#### Given instruction
Reproduce verbatim every line from the one that includes "# test: put a marker on the cloud, one" to the closing line of the entries; omit everything before it.

#### Rows
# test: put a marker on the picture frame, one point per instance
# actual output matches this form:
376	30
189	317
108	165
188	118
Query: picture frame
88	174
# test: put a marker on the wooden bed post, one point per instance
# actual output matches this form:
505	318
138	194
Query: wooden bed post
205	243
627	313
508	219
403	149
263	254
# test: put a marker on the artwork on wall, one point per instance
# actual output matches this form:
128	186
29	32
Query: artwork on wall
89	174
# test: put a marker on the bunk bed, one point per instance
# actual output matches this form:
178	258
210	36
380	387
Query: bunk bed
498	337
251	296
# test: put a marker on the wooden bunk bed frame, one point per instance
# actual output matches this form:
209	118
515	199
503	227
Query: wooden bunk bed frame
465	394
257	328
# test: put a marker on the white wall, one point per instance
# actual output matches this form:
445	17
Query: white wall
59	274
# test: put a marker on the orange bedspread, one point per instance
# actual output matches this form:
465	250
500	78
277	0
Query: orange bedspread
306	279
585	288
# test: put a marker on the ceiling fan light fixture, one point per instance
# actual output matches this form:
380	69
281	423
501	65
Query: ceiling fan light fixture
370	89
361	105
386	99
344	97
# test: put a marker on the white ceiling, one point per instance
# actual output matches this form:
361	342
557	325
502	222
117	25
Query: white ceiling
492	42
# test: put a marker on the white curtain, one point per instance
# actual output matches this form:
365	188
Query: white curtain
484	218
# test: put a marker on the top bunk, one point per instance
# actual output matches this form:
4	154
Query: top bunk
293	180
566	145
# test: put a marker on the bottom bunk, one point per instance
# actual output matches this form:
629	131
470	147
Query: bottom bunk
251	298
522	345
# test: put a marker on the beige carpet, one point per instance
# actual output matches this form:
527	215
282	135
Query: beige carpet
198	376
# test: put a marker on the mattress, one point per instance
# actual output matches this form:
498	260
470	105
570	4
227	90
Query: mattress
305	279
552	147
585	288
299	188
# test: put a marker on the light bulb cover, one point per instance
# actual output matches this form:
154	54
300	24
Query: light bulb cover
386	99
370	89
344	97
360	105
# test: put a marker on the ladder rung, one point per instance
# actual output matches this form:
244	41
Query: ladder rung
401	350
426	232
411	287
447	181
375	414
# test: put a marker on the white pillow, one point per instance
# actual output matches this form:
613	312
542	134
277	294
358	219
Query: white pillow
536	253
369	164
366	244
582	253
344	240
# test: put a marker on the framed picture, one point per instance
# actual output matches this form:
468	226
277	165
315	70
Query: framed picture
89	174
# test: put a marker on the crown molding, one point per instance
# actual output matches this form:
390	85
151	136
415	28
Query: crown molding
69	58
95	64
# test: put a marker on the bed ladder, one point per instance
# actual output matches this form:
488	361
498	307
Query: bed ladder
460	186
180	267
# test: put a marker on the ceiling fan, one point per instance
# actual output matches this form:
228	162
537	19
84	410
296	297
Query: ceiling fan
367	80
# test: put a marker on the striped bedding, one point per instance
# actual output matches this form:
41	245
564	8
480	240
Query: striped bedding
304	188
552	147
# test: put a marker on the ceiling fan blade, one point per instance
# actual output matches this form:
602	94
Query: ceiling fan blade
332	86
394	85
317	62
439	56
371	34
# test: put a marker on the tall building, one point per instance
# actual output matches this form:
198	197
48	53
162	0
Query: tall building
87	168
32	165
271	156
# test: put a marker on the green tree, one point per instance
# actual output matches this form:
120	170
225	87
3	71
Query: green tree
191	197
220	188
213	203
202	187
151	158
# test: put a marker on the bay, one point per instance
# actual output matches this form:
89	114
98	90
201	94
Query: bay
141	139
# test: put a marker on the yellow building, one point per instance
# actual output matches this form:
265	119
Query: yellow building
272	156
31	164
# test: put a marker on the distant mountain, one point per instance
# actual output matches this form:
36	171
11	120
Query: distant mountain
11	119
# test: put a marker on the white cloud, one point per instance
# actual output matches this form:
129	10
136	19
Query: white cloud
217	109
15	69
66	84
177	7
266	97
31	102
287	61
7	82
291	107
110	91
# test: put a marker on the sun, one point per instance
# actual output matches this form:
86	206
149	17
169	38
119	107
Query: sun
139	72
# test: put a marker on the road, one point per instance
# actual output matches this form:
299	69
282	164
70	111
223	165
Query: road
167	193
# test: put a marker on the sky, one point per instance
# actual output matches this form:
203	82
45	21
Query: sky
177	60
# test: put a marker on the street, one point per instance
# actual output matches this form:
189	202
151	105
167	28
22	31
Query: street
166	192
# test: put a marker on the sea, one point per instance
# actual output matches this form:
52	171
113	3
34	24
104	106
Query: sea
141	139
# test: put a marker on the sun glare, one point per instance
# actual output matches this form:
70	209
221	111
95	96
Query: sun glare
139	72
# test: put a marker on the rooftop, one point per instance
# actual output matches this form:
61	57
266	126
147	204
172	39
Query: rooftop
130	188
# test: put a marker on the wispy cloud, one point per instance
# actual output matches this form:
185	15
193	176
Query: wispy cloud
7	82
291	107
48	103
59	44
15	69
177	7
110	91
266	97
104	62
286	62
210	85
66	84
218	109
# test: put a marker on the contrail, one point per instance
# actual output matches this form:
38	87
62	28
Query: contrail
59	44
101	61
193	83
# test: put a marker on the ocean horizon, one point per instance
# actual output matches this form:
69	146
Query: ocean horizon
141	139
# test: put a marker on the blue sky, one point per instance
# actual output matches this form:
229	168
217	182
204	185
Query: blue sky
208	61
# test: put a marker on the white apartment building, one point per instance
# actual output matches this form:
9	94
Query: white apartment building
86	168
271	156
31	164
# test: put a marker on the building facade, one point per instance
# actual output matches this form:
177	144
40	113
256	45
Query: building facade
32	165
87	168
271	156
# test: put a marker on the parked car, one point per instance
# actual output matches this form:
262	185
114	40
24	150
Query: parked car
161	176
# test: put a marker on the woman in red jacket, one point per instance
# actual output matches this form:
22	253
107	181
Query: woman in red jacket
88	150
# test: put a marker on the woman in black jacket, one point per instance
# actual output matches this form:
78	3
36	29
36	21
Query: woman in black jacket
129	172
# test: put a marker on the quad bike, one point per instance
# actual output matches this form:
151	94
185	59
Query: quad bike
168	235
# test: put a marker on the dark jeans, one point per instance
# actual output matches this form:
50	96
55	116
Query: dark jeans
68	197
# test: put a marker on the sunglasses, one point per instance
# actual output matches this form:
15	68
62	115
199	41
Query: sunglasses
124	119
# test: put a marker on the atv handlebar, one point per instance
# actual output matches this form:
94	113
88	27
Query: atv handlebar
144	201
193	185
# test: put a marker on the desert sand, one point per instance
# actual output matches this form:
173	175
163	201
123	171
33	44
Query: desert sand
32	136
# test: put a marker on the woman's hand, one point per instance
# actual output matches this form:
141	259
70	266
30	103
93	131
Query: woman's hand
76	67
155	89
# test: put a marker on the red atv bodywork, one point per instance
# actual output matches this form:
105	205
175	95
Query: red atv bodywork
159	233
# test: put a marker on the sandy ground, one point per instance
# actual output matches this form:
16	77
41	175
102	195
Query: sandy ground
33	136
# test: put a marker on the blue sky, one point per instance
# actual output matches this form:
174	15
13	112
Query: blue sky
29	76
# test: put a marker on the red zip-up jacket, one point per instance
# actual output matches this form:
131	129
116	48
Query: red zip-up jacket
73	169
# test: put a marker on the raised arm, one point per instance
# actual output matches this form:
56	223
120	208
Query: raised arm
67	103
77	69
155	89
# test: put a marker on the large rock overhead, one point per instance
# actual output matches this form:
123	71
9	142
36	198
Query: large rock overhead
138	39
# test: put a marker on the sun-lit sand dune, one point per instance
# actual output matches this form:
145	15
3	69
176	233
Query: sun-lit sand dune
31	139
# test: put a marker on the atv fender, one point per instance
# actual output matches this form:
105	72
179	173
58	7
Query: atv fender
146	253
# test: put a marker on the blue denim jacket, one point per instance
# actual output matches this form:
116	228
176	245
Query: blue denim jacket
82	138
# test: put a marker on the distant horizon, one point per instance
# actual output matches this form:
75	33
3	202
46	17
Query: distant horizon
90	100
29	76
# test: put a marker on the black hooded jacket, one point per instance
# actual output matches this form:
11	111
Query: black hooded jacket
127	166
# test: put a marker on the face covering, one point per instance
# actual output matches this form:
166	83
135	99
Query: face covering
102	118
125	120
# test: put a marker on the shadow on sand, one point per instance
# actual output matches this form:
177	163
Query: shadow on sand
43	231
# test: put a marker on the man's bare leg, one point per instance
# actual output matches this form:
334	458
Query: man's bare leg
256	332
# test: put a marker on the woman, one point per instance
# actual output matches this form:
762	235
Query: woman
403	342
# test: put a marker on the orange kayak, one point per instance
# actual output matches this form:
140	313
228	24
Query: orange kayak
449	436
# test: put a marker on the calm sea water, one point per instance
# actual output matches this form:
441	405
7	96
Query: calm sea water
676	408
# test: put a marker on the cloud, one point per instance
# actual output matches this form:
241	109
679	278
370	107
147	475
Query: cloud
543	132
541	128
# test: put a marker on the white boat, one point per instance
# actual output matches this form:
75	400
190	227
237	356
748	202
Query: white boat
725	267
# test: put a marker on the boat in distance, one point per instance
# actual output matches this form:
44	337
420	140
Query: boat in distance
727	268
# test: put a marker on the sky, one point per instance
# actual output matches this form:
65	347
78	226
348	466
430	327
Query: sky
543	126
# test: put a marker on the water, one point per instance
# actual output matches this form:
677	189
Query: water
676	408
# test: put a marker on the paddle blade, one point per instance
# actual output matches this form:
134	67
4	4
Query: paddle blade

#### Response to this task
# test: put a marker on the cloud, one point per instance
# actual output matches this form:
241	109
679	278
370	107
147	475
Query: cloud
543	132
541	128
# test: put a marker on the white boat, one point per instance
# actual output matches this form:
75	400
190	227
237	356
748	202
Query: white boat
725	267
# test: put a marker on the boat in distance, one point per instance
# actual output matches this form:
44	337
420	140
Query: boat in distance
727	268
# test: put a marker on the sky, one point per instance
# actual output matches this form:
65	347
78	226
348	466
430	327
Query: sky
543	126
# test: put a marker on the water, one point per instance
# actual output matches this form:
677	189
Query: water
676	408
# test: put a marker on the paddle blade, one point per instance
# actual output matches this form:
134	67
4	4
Query: paddle blade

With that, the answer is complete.